SOURCE DATA =

=======

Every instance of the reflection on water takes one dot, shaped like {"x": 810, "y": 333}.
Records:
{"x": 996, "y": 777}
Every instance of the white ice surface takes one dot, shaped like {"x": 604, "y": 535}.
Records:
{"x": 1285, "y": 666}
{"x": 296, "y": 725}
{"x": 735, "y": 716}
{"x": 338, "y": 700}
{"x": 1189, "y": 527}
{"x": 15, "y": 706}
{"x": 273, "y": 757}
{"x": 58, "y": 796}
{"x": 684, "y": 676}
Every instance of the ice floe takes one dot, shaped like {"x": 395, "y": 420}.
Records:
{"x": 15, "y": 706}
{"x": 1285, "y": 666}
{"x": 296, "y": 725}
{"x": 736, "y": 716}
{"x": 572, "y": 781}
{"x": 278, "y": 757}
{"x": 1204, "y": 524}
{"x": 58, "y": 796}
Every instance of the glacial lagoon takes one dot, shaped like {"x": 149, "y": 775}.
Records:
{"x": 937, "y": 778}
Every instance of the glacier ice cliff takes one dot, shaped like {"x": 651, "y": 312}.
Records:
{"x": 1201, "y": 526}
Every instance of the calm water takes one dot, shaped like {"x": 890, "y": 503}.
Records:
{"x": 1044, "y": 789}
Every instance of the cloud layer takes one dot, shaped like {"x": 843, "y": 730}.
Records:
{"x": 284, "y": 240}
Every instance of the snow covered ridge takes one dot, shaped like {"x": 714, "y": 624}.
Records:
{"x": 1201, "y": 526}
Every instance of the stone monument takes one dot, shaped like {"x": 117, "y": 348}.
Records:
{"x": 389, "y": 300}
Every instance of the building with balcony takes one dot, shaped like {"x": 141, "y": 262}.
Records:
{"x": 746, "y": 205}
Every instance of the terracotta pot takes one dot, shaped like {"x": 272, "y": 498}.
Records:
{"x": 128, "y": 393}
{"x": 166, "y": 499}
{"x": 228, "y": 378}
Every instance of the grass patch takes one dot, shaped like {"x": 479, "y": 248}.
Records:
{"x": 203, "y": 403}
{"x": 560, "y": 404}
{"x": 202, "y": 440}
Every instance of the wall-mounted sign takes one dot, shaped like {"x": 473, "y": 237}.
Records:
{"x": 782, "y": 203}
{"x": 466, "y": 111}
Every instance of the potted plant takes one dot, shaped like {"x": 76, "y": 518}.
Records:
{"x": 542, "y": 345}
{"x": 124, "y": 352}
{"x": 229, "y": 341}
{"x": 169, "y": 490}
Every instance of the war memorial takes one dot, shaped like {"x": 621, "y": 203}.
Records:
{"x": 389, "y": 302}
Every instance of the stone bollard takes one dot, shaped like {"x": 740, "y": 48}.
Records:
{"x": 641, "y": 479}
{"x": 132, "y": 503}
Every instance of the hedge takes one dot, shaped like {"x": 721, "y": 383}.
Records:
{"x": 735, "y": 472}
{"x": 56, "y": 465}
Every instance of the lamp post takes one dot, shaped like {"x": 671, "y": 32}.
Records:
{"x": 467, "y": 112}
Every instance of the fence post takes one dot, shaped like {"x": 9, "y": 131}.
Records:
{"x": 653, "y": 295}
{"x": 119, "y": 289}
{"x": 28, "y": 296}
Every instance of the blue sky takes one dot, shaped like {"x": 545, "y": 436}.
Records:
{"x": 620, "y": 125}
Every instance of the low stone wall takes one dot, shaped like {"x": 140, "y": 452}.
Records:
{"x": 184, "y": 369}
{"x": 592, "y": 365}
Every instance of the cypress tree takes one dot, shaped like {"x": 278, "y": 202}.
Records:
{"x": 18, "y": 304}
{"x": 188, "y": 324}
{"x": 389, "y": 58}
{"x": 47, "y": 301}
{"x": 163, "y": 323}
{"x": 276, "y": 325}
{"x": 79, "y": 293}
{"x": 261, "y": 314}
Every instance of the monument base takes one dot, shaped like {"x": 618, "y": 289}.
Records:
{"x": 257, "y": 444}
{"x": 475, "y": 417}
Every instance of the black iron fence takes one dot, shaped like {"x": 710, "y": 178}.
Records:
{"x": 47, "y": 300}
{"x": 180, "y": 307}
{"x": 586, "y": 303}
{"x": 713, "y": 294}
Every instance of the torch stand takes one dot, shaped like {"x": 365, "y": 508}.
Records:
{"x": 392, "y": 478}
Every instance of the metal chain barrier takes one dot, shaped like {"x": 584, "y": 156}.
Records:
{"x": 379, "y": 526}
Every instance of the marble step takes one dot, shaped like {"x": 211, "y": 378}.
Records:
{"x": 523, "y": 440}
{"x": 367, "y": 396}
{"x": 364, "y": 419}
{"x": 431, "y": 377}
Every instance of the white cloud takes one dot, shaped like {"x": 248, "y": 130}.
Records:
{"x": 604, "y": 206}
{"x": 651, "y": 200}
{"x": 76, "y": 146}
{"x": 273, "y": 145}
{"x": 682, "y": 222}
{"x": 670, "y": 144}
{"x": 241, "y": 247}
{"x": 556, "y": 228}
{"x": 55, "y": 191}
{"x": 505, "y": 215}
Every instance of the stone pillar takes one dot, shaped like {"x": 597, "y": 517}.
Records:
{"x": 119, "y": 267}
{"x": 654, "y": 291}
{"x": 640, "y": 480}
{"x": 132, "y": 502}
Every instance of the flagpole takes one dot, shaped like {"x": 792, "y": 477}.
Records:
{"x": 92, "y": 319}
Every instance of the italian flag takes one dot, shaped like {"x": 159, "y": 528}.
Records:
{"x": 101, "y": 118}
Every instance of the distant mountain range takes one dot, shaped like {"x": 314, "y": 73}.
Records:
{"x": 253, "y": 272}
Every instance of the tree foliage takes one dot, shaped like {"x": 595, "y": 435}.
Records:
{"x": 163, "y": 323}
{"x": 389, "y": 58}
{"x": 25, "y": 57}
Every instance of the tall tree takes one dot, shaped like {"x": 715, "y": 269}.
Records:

=======

WHAT YOU ARE ASKED TO DO =
Using the records above, gather all lines where the string "tree" is present.

OUTPUT BELOW =
Every instance of the cypress tree takes one dot, shaped like {"x": 278, "y": 202}.
Every instance of the tree foliage takes one dot, shaped like {"x": 595, "y": 435}.
Every instance of the tall tree takes one dot, shaped like {"x": 715, "y": 269}.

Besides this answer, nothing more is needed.